──────── Listed records
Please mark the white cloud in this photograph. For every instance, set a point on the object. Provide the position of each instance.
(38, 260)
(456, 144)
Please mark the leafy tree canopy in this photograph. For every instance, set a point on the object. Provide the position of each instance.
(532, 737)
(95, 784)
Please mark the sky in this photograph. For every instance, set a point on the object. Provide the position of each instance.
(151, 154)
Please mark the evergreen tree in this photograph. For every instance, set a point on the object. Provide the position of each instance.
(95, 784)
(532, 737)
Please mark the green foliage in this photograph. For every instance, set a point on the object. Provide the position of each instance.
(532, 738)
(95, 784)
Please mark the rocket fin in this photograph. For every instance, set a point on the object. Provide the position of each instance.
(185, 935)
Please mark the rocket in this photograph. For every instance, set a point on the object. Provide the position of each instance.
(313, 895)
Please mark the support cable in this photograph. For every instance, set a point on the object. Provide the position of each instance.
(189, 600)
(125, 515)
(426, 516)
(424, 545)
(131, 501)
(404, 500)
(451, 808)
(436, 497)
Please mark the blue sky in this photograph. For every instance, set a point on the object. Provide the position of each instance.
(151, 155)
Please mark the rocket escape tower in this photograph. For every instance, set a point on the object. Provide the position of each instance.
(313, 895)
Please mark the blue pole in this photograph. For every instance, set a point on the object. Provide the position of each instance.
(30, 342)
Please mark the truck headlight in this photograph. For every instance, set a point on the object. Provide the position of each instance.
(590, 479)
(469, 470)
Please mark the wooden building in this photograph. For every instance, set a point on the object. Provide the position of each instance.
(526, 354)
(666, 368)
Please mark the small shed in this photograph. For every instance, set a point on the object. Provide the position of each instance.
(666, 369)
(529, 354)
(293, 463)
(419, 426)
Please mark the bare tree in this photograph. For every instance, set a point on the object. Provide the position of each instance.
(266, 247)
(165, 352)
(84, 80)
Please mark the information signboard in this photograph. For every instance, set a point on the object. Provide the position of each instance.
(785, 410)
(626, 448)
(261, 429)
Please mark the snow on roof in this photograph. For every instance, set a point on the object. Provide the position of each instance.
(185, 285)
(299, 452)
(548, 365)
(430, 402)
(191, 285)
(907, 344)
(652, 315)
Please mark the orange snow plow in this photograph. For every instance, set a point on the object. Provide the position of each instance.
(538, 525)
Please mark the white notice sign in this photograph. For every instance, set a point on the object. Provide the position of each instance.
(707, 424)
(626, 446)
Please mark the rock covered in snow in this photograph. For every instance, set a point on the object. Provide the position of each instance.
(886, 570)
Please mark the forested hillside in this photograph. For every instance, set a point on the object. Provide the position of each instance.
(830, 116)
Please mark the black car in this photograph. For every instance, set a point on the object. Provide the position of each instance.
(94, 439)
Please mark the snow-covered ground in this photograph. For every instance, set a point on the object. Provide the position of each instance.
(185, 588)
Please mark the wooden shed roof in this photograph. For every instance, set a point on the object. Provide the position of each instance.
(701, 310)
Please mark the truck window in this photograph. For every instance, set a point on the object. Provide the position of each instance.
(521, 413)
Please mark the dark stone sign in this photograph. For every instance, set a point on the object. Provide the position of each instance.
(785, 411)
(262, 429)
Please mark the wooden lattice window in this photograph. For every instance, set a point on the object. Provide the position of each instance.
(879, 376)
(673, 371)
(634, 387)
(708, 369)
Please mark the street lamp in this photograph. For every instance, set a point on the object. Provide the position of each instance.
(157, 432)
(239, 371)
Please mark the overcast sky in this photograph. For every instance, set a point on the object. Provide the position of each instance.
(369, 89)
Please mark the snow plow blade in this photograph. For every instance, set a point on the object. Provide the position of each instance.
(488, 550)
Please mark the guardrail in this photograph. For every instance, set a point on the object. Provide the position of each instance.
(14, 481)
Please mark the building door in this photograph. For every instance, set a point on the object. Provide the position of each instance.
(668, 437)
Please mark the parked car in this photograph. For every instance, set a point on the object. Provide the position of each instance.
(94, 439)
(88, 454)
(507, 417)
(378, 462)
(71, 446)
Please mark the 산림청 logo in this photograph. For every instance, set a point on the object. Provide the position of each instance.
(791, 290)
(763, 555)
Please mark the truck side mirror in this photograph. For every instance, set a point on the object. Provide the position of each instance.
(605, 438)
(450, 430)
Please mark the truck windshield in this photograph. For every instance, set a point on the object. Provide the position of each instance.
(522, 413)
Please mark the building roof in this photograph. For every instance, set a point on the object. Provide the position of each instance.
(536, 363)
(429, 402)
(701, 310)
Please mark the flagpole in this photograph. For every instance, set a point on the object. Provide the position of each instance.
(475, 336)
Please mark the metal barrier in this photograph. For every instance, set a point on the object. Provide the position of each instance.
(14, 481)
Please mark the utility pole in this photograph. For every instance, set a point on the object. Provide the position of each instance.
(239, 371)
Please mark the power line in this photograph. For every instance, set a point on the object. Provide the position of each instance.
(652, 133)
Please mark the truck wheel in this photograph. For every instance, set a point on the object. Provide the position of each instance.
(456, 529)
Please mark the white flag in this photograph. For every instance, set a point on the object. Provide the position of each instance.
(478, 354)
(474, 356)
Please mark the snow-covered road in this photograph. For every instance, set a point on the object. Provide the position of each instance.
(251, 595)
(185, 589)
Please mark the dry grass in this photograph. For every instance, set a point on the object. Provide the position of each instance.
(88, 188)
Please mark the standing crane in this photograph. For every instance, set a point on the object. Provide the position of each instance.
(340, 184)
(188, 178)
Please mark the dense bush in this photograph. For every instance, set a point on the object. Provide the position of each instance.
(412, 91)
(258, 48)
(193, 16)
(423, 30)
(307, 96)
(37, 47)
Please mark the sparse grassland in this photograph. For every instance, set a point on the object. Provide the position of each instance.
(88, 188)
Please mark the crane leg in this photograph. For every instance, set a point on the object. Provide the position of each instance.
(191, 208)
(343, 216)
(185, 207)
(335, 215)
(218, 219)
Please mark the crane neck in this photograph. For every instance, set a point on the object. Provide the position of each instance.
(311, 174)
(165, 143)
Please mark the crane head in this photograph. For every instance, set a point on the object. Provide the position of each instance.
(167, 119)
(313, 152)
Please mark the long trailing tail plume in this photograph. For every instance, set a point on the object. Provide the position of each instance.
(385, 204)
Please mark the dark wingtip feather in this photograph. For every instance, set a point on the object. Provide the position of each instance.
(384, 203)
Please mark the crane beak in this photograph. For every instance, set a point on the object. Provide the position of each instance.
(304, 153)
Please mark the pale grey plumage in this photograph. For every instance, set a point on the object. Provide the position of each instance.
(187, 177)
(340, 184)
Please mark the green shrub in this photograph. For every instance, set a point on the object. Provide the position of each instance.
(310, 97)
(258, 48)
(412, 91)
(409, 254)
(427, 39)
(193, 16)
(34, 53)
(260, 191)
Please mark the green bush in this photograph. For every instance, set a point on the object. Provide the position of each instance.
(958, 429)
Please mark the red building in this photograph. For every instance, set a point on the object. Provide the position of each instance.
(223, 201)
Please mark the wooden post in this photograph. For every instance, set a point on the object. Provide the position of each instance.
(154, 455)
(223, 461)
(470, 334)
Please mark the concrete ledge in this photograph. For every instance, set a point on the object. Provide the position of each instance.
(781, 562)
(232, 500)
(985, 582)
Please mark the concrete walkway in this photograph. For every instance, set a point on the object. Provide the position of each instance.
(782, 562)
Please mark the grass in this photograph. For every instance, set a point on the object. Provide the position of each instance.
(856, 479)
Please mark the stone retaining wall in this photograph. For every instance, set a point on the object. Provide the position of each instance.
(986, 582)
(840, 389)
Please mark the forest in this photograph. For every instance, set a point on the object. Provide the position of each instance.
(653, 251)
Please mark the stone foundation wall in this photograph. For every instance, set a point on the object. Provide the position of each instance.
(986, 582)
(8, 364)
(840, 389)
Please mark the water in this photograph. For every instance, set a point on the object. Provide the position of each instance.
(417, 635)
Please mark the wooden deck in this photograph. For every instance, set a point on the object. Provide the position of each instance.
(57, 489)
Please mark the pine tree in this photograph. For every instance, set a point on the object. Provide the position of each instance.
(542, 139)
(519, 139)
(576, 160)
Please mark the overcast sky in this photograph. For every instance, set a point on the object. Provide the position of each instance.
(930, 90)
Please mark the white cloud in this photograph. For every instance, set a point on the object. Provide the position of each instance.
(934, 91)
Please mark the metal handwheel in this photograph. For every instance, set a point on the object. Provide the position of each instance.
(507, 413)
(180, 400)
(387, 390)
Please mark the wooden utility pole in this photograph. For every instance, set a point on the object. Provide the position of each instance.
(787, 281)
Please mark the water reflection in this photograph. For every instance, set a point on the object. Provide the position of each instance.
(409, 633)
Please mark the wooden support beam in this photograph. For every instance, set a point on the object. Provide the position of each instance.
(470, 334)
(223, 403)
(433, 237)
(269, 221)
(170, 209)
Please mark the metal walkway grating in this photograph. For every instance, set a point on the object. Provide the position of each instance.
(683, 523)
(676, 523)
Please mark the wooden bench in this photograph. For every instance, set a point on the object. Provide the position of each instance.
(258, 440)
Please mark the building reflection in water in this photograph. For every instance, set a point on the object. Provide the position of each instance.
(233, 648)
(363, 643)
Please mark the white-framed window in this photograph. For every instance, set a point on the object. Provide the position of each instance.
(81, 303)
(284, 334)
────────────────
● The request
Starting at the line that contains "Please mark the water reflection" and ending at the end of the records, rewrite those lines with "wooden" replaced by "timber" and everything else left unchanged.

● Finished answer
Please mark the water reflection in this photograph. For every instance, set a point on the object. Provide the position of each instance.
(409, 633)
Please mark the timber support beam in this photograph. For every instance, set a point on the object. Provide the position of each instance.
(470, 334)
(223, 403)
(433, 237)
(269, 221)
(170, 209)
Please mark the metal walkway grating in this photograph. For every instance, set a point on the object. Provide the position of each instance.
(683, 523)
(676, 523)
Please mark the timber bench in this photograph. For every instance, set a point on the object. Provide the position of each instance.
(258, 440)
Please mark the building reflection in water in this photograph. For every instance, set a point on the object. Provide the position of each instance.
(233, 648)
(363, 643)
Please mark the white-framed window in this photograph. For every instance, set a point on the object. Provide the position of each instance.
(81, 303)
(284, 334)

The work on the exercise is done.